Excerpts from a dataset
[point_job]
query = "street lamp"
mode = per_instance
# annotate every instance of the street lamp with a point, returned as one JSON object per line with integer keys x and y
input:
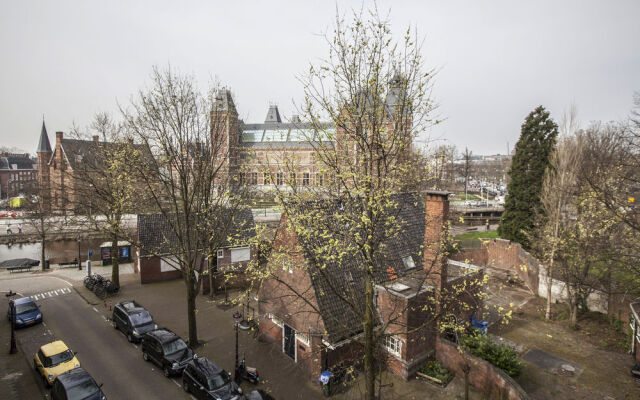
{"x": 236, "y": 320}
{"x": 79, "y": 262}
{"x": 12, "y": 308}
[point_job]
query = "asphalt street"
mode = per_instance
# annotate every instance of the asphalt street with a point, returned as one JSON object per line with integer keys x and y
{"x": 103, "y": 351}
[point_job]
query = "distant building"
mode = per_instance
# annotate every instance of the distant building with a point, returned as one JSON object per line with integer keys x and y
{"x": 260, "y": 150}
{"x": 57, "y": 184}
{"x": 18, "y": 174}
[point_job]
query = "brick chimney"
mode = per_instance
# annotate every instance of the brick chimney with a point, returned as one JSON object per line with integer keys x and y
{"x": 436, "y": 216}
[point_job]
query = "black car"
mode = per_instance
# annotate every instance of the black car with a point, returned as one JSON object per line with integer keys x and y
{"x": 132, "y": 320}
{"x": 76, "y": 384}
{"x": 205, "y": 380}
{"x": 259, "y": 395}
{"x": 167, "y": 350}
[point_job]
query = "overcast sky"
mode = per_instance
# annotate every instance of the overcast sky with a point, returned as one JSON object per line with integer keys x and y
{"x": 497, "y": 60}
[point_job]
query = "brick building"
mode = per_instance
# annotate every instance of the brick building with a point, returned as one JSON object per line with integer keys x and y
{"x": 154, "y": 257}
{"x": 307, "y": 311}
{"x": 262, "y": 149}
{"x": 18, "y": 174}
{"x": 58, "y": 184}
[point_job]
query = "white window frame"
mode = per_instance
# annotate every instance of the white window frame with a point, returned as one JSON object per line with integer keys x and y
{"x": 238, "y": 250}
{"x": 303, "y": 338}
{"x": 393, "y": 345}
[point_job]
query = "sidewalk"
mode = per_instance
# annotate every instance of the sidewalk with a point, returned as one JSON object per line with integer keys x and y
{"x": 281, "y": 377}
{"x": 17, "y": 379}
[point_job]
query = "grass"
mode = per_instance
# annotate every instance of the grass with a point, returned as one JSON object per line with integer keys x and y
{"x": 479, "y": 235}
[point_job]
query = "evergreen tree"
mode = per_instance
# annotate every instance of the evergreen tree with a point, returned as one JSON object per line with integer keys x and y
{"x": 522, "y": 204}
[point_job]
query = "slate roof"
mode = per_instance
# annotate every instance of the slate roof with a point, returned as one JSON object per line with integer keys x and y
{"x": 334, "y": 279}
{"x": 88, "y": 151}
{"x": 17, "y": 161}
{"x": 155, "y": 236}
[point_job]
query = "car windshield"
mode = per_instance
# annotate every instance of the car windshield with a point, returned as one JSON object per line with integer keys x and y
{"x": 26, "y": 308}
{"x": 174, "y": 346}
{"x": 82, "y": 390}
{"x": 217, "y": 381}
{"x": 141, "y": 318}
{"x": 58, "y": 358}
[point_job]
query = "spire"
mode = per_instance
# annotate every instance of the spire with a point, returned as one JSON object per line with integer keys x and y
{"x": 223, "y": 102}
{"x": 273, "y": 115}
{"x": 44, "y": 146}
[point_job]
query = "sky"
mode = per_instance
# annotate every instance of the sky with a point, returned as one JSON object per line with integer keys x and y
{"x": 496, "y": 60}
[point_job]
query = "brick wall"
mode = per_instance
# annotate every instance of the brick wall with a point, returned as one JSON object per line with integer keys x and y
{"x": 502, "y": 254}
{"x": 150, "y": 271}
{"x": 491, "y": 381}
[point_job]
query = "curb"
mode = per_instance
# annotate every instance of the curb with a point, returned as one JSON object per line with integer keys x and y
{"x": 84, "y": 297}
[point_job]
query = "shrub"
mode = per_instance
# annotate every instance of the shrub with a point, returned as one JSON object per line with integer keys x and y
{"x": 499, "y": 355}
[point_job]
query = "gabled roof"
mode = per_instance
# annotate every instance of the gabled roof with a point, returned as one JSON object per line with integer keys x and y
{"x": 335, "y": 277}
{"x": 155, "y": 236}
{"x": 43, "y": 145}
{"x": 273, "y": 115}
{"x": 89, "y": 151}
{"x": 16, "y": 162}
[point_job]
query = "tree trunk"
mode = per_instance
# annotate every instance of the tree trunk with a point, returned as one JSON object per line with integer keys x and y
{"x": 573, "y": 313}
{"x": 547, "y": 314}
{"x": 369, "y": 350}
{"x": 115, "y": 260}
{"x": 42, "y": 251}
{"x": 191, "y": 313}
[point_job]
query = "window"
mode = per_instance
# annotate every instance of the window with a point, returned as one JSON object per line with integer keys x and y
{"x": 393, "y": 345}
{"x": 303, "y": 338}
{"x": 240, "y": 254}
{"x": 253, "y": 178}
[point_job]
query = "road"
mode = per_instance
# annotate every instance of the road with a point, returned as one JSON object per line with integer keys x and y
{"x": 104, "y": 352}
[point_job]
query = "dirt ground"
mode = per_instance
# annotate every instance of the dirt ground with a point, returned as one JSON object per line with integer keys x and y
{"x": 596, "y": 346}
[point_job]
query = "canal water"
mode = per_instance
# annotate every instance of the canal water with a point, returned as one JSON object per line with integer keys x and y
{"x": 58, "y": 251}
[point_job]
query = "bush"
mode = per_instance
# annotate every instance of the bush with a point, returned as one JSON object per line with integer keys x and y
{"x": 436, "y": 370}
{"x": 499, "y": 355}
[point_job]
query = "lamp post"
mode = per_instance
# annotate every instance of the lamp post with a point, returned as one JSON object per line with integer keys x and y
{"x": 79, "y": 262}
{"x": 12, "y": 306}
{"x": 236, "y": 320}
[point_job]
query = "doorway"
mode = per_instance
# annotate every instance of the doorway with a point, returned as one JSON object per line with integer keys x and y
{"x": 289, "y": 341}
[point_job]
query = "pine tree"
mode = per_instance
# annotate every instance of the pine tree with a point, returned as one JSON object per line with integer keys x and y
{"x": 522, "y": 204}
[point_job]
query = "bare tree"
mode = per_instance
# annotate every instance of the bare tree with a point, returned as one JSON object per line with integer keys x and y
{"x": 106, "y": 187}
{"x": 376, "y": 94}
{"x": 189, "y": 181}
{"x": 466, "y": 169}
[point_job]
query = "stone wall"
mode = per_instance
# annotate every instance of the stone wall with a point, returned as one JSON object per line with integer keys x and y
{"x": 491, "y": 381}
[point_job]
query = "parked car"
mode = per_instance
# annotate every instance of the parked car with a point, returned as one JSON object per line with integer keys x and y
{"x": 132, "y": 320}
{"x": 54, "y": 359}
{"x": 259, "y": 395}
{"x": 76, "y": 384}
{"x": 27, "y": 312}
{"x": 167, "y": 350}
{"x": 205, "y": 380}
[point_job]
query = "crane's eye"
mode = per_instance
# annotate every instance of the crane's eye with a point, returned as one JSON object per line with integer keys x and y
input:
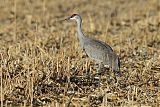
{"x": 73, "y": 15}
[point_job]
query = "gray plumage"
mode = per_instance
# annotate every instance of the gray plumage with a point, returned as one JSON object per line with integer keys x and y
{"x": 97, "y": 50}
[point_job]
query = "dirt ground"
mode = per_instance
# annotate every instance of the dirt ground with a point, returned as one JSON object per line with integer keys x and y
{"x": 42, "y": 64}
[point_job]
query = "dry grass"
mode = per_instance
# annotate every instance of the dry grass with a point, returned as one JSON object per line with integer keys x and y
{"x": 38, "y": 54}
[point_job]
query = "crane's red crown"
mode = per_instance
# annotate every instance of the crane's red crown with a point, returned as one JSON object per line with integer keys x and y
{"x": 73, "y": 15}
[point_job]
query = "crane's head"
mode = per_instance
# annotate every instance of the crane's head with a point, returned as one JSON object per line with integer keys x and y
{"x": 74, "y": 17}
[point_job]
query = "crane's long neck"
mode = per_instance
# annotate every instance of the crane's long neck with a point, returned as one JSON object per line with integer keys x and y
{"x": 81, "y": 36}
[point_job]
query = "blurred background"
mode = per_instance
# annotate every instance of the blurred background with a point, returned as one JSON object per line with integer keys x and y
{"x": 39, "y": 52}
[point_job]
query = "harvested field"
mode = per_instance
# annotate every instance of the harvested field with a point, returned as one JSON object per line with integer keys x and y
{"x": 42, "y": 64}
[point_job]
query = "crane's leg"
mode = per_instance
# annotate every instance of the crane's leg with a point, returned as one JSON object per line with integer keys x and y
{"x": 100, "y": 66}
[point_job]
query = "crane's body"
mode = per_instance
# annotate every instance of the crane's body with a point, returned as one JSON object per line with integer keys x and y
{"x": 97, "y": 50}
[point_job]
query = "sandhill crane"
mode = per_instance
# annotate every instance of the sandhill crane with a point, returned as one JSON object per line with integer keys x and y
{"x": 97, "y": 50}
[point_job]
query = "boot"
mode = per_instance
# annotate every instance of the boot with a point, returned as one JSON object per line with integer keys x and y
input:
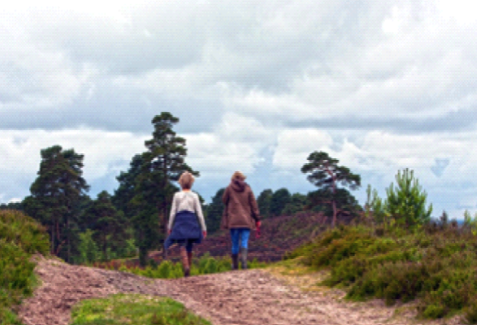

About this exercise: Please report every line among the entries that includes "boot".

Answer below:
query = "boot"
# annotate every instance of the boot with a point, returned as one JSON object per line with integer keys x and y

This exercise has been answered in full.